### REQUIREMENT:
Return, exactly as written, the line containing "Target: wooden beer table" and every line after it to the end of the records below, with no pictures.

### INPUT DATA:
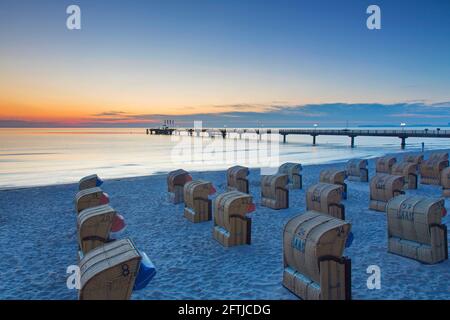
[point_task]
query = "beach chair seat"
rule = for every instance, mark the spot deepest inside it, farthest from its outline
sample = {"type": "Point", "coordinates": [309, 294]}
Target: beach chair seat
{"type": "Point", "coordinates": [237, 179]}
{"type": "Point", "coordinates": [415, 228]}
{"type": "Point", "coordinates": [112, 271]}
{"type": "Point", "coordinates": [294, 173]}
{"type": "Point", "coordinates": [326, 198]}
{"type": "Point", "coordinates": [383, 187]}
{"type": "Point", "coordinates": [335, 176]}
{"type": "Point", "coordinates": [430, 169]}
{"type": "Point", "coordinates": [384, 164]}
{"type": "Point", "coordinates": [274, 191]}
{"type": "Point", "coordinates": [408, 170]}
{"type": "Point", "coordinates": [416, 159]}
{"type": "Point", "coordinates": [89, 198]}
{"type": "Point", "coordinates": [89, 182]}
{"type": "Point", "coordinates": [357, 170]}
{"type": "Point", "coordinates": [95, 225]}
{"type": "Point", "coordinates": [232, 226]}
{"type": "Point", "coordinates": [197, 205]}
{"type": "Point", "coordinates": [445, 182]}
{"type": "Point", "coordinates": [314, 266]}
{"type": "Point", "coordinates": [175, 185]}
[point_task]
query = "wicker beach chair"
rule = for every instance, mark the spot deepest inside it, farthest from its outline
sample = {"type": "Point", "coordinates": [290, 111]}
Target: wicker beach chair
{"type": "Point", "coordinates": [232, 226]}
{"type": "Point", "coordinates": [197, 206]}
{"type": "Point", "coordinates": [274, 191]}
{"type": "Point", "coordinates": [89, 182]}
{"type": "Point", "coordinates": [430, 169]}
{"type": "Point", "coordinates": [326, 198]}
{"type": "Point", "coordinates": [237, 179]}
{"type": "Point", "coordinates": [415, 228]}
{"type": "Point", "coordinates": [294, 173]}
{"type": "Point", "coordinates": [175, 185]}
{"type": "Point", "coordinates": [334, 176]}
{"type": "Point", "coordinates": [383, 187]}
{"type": "Point", "coordinates": [357, 170]}
{"type": "Point", "coordinates": [95, 226]}
{"type": "Point", "coordinates": [112, 271]}
{"type": "Point", "coordinates": [89, 198]}
{"type": "Point", "coordinates": [384, 164]}
{"type": "Point", "coordinates": [314, 266]}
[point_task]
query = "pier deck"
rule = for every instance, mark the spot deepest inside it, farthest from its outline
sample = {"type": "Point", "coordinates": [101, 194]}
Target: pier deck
{"type": "Point", "coordinates": [402, 134]}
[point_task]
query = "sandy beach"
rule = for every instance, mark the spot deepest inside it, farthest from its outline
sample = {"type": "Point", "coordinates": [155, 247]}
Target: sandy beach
{"type": "Point", "coordinates": [38, 242]}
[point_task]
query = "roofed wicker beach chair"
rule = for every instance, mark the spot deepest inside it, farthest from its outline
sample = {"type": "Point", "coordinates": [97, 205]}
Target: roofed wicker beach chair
{"type": "Point", "coordinates": [197, 205]}
{"type": "Point", "coordinates": [357, 170]}
{"type": "Point", "coordinates": [430, 169]}
{"type": "Point", "coordinates": [274, 191]}
{"type": "Point", "coordinates": [384, 164]}
{"type": "Point", "coordinates": [335, 176]}
{"type": "Point", "coordinates": [112, 271]}
{"type": "Point", "coordinates": [232, 226]}
{"type": "Point", "coordinates": [408, 170]}
{"type": "Point", "coordinates": [89, 182]}
{"type": "Point", "coordinates": [415, 228]}
{"type": "Point", "coordinates": [95, 226]}
{"type": "Point", "coordinates": [383, 187]}
{"type": "Point", "coordinates": [237, 179]}
{"type": "Point", "coordinates": [175, 185]}
{"type": "Point", "coordinates": [445, 182]}
{"type": "Point", "coordinates": [314, 265]}
{"type": "Point", "coordinates": [326, 198]}
{"type": "Point", "coordinates": [89, 198]}
{"type": "Point", "coordinates": [294, 172]}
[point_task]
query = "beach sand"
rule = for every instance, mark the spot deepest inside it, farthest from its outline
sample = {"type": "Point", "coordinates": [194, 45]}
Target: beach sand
{"type": "Point", "coordinates": [38, 242]}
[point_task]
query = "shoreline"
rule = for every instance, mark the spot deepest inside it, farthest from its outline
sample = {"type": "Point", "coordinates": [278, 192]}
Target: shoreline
{"type": "Point", "coordinates": [190, 264]}
{"type": "Point", "coordinates": [400, 155]}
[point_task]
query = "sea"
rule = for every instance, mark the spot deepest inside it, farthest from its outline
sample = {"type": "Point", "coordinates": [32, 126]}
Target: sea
{"type": "Point", "coordinates": [48, 156]}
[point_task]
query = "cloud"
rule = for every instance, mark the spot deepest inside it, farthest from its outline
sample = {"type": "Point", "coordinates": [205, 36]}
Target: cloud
{"type": "Point", "coordinates": [109, 114]}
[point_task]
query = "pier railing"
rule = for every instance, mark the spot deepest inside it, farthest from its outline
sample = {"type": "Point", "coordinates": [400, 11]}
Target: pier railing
{"type": "Point", "coordinates": [403, 134]}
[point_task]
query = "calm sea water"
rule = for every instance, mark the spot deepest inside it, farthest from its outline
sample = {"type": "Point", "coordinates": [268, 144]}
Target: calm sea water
{"type": "Point", "coordinates": [34, 157]}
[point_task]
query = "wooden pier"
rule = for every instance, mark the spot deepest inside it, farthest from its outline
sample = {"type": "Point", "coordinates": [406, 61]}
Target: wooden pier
{"type": "Point", "coordinates": [402, 134]}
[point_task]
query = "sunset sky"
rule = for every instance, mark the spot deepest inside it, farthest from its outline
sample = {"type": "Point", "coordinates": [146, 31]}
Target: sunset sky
{"type": "Point", "coordinates": [140, 61]}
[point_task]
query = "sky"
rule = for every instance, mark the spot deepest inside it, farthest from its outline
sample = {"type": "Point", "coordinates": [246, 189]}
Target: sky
{"type": "Point", "coordinates": [285, 62]}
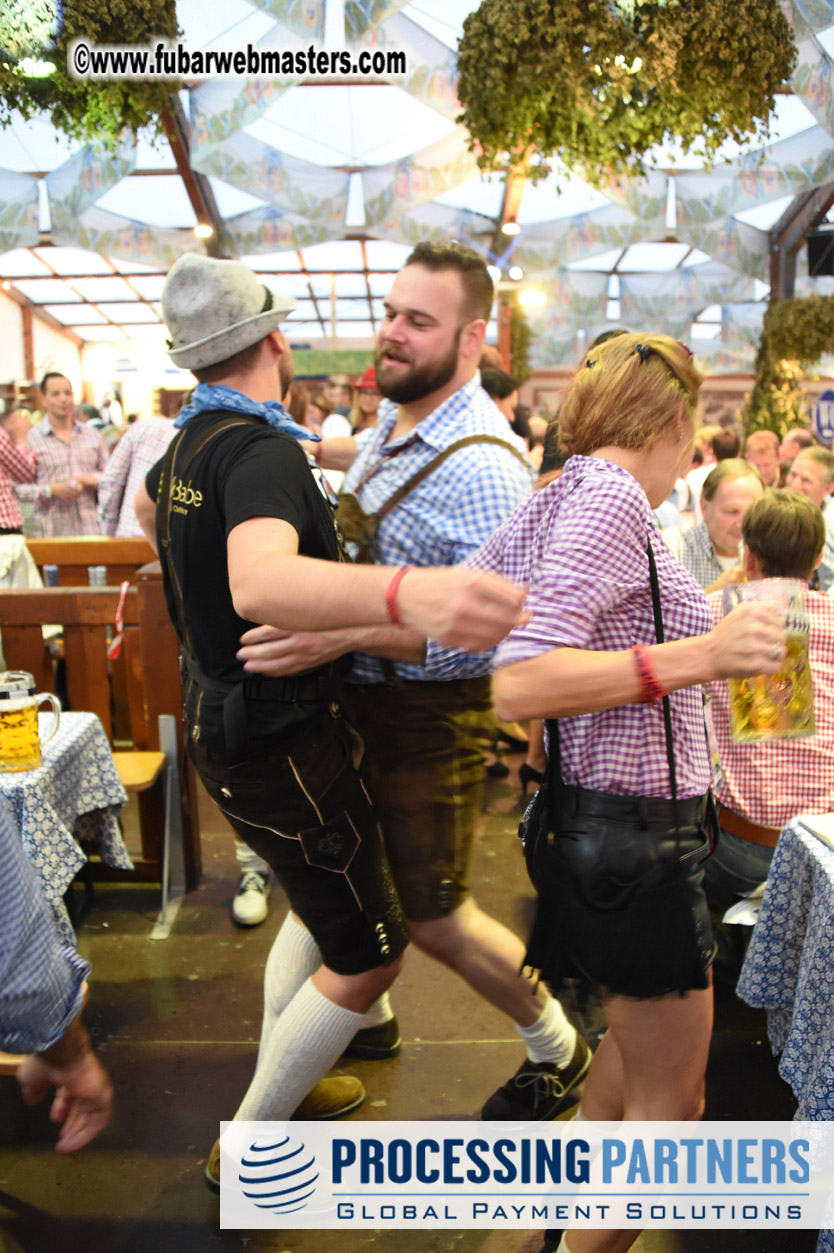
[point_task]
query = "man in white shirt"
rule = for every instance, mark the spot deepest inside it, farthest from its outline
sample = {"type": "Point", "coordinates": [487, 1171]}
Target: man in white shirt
{"type": "Point", "coordinates": [711, 550]}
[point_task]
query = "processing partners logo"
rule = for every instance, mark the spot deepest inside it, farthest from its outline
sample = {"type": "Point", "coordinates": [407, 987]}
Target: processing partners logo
{"type": "Point", "coordinates": [278, 1174]}
{"type": "Point", "coordinates": [455, 1175]}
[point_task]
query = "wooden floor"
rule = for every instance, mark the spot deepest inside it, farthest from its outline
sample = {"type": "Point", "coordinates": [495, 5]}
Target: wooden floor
{"type": "Point", "coordinates": [177, 1025]}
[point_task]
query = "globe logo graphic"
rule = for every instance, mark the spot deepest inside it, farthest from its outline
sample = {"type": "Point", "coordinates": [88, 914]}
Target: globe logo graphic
{"type": "Point", "coordinates": [278, 1175]}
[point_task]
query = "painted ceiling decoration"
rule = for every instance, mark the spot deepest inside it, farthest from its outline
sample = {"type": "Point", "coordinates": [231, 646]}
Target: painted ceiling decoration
{"type": "Point", "coordinates": [323, 186]}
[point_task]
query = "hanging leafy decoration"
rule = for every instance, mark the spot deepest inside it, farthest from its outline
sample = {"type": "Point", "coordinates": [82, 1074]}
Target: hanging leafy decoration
{"type": "Point", "coordinates": [794, 335]}
{"type": "Point", "coordinates": [520, 343]}
{"type": "Point", "coordinates": [83, 109]}
{"type": "Point", "coordinates": [599, 83]}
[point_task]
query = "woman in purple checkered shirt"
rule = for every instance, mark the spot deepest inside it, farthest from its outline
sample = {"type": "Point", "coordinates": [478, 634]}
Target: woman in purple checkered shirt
{"type": "Point", "coordinates": [621, 904]}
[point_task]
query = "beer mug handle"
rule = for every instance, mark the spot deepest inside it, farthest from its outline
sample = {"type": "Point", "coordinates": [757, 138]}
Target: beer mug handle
{"type": "Point", "coordinates": [56, 713]}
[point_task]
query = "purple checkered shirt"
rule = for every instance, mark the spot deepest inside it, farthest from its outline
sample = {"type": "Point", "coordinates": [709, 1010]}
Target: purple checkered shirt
{"type": "Point", "coordinates": [59, 461]}
{"type": "Point", "coordinates": [580, 543]}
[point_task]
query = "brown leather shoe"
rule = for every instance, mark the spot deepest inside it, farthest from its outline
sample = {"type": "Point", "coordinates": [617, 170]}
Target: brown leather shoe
{"type": "Point", "coordinates": [213, 1168]}
{"type": "Point", "coordinates": [331, 1098]}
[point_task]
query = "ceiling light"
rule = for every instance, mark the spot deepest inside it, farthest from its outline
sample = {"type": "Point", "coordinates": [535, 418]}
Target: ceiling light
{"type": "Point", "coordinates": [31, 67]}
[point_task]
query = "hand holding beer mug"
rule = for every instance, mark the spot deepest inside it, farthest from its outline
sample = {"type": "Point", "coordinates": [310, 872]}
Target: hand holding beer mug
{"type": "Point", "coordinates": [19, 733]}
{"type": "Point", "coordinates": [774, 706]}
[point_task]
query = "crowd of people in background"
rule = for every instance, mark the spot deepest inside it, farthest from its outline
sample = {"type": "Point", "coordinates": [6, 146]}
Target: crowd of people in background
{"type": "Point", "coordinates": [432, 445]}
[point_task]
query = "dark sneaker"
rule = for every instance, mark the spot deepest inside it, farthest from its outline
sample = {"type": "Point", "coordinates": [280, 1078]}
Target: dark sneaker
{"type": "Point", "coordinates": [376, 1041]}
{"type": "Point", "coordinates": [539, 1089]}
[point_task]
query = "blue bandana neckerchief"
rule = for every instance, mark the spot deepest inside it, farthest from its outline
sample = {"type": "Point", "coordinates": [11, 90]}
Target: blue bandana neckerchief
{"type": "Point", "coordinates": [209, 396]}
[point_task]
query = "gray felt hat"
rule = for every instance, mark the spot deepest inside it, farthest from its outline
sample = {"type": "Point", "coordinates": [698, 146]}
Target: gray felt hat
{"type": "Point", "coordinates": [214, 308]}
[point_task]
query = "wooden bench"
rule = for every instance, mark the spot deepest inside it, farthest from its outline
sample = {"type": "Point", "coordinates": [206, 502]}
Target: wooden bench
{"type": "Point", "coordinates": [153, 686]}
{"type": "Point", "coordinates": [74, 554]}
{"type": "Point", "coordinates": [122, 559]}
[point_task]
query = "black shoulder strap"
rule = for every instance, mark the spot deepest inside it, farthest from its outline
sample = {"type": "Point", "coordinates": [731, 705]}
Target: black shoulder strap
{"type": "Point", "coordinates": [554, 758]}
{"type": "Point", "coordinates": [164, 501]}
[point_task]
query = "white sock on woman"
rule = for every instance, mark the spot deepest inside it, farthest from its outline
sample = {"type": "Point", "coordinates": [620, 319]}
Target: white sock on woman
{"type": "Point", "coordinates": [304, 1041]}
{"type": "Point", "coordinates": [551, 1038]}
{"type": "Point", "coordinates": [292, 959]}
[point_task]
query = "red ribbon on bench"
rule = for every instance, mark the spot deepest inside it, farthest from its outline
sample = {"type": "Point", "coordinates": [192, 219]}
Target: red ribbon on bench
{"type": "Point", "coordinates": [115, 643]}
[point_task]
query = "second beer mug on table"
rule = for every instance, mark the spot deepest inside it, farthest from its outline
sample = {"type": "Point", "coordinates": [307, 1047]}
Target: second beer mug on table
{"type": "Point", "coordinates": [19, 733]}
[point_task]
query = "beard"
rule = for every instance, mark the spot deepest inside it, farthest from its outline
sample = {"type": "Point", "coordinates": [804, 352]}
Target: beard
{"type": "Point", "coordinates": [416, 382]}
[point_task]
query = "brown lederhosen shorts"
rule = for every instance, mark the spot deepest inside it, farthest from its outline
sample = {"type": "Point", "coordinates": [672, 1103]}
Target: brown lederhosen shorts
{"type": "Point", "coordinates": [426, 744]}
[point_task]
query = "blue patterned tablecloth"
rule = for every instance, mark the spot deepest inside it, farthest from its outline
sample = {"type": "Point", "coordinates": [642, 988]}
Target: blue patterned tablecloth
{"type": "Point", "coordinates": [789, 969]}
{"type": "Point", "coordinates": [789, 972]}
{"type": "Point", "coordinates": [75, 795]}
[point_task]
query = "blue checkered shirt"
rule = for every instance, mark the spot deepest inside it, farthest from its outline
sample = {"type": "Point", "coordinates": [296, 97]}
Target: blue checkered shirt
{"type": "Point", "coordinates": [40, 979]}
{"type": "Point", "coordinates": [447, 516]}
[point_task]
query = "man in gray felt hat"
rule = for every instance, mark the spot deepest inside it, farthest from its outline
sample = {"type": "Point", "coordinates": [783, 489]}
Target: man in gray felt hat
{"type": "Point", "coordinates": [247, 536]}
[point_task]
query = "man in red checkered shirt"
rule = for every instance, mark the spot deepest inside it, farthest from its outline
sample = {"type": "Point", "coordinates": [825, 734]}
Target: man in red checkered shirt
{"type": "Point", "coordinates": [16, 465]}
{"type": "Point", "coordinates": [761, 786]}
{"type": "Point", "coordinates": [70, 459]}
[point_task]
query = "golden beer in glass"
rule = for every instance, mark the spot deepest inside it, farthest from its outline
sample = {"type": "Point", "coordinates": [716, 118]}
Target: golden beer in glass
{"type": "Point", "coordinates": [20, 743]}
{"type": "Point", "coordinates": [777, 706]}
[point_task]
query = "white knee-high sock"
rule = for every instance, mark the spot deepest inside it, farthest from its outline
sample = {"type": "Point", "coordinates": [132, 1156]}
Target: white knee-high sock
{"type": "Point", "coordinates": [292, 959]}
{"type": "Point", "coordinates": [306, 1040]}
{"type": "Point", "coordinates": [551, 1038]}
{"type": "Point", "coordinates": [381, 1011]}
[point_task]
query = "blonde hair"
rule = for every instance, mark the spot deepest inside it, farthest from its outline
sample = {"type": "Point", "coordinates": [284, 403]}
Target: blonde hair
{"type": "Point", "coordinates": [629, 391]}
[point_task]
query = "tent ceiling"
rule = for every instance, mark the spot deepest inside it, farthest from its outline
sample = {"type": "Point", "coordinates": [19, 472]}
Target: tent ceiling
{"type": "Point", "coordinates": [323, 188]}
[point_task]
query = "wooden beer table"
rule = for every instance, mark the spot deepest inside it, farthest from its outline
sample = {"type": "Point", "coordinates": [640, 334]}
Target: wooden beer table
{"type": "Point", "coordinates": [73, 798]}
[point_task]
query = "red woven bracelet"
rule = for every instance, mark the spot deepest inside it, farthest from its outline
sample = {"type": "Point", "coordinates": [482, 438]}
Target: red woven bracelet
{"type": "Point", "coordinates": [650, 689]}
{"type": "Point", "coordinates": [391, 594]}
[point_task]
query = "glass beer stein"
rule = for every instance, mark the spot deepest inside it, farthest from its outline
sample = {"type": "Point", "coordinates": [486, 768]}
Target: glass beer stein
{"type": "Point", "coordinates": [775, 706]}
{"type": "Point", "coordinates": [19, 733]}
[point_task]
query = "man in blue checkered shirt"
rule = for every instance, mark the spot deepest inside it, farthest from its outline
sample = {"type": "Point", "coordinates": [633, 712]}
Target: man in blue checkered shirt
{"type": "Point", "coordinates": [41, 996]}
{"type": "Point", "coordinates": [425, 711]}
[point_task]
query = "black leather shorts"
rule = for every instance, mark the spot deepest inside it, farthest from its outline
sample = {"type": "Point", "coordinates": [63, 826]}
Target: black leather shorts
{"type": "Point", "coordinates": [621, 904]}
{"type": "Point", "coordinates": [303, 807]}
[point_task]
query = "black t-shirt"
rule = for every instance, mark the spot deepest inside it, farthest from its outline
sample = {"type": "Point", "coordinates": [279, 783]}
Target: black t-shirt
{"type": "Point", "coordinates": [243, 471]}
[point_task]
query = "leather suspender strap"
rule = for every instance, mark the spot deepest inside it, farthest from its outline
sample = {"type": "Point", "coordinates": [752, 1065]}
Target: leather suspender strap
{"type": "Point", "coordinates": [423, 473]}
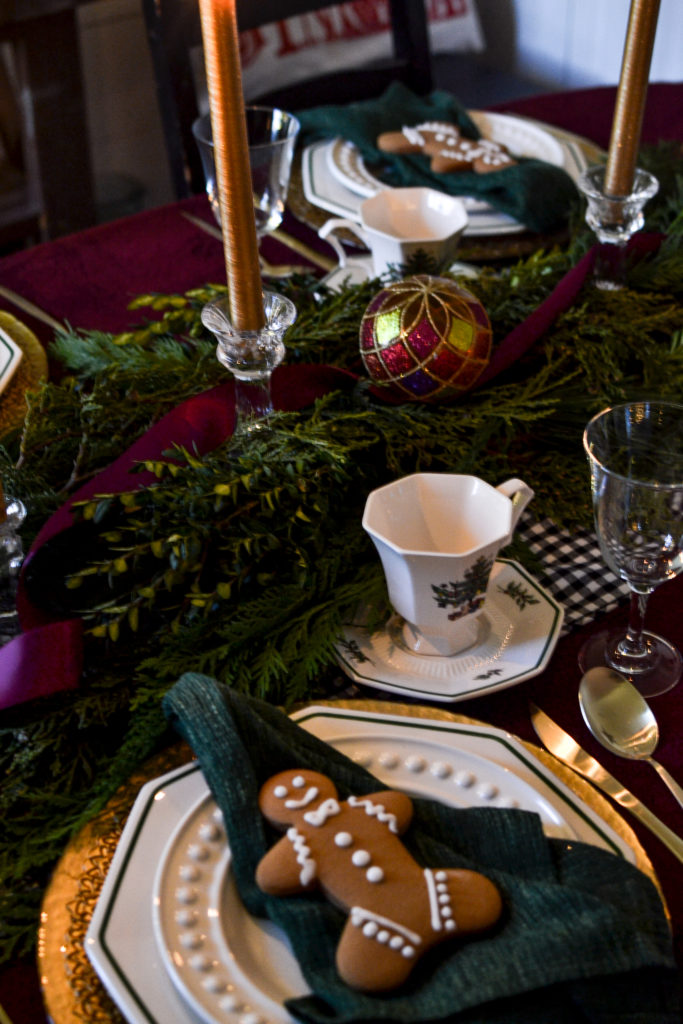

### TASK ANSWER:
Target: wooden beer table
{"type": "Point", "coordinates": [73, 798]}
[point_task]
query = "red woven bracelet"
rule = for every instance, mark the spot deepest inside it, farthest from its outline
sample = {"type": "Point", "coordinates": [482, 438]}
Target: red woven bracelet
{"type": "Point", "coordinates": [650, 689]}
{"type": "Point", "coordinates": [391, 594]}
[point_task]
query = "glass beer stein"
rule = for every instance, mark the spot deepest inside it, farthest from its outline
sample = {"type": "Point", "coordinates": [486, 768]}
Target: glass beer stein
{"type": "Point", "coordinates": [775, 706]}
{"type": "Point", "coordinates": [19, 733]}
[point_task]
query = "man in blue checkered shirt"
rule = for every instance, mark the spot deepest inside it, farthest from its outline
sample = {"type": "Point", "coordinates": [633, 712]}
Target: man in blue checkered shirt
{"type": "Point", "coordinates": [41, 996]}
{"type": "Point", "coordinates": [425, 711]}
[point_task]
query = "black leather shorts"
rule = for every instance, mark the spot deepest inside it, farthest from its outline
sample = {"type": "Point", "coordinates": [63, 826]}
Target: black leather shorts
{"type": "Point", "coordinates": [621, 904]}
{"type": "Point", "coordinates": [303, 807]}
[point_task]
query = "black t-shirt"
rule = for every instance, mark the spot deepest inside it, farthest from its outline
sample = {"type": "Point", "coordinates": [279, 783]}
Target: black t-shirt
{"type": "Point", "coordinates": [243, 471]}
[point_task]
query = "leather suspender strap"
rule = for every instance, mark the spot deepest inside it, farthest from its outline
sample = {"type": "Point", "coordinates": [752, 1065]}
Target: leather suspender strap
{"type": "Point", "coordinates": [423, 473]}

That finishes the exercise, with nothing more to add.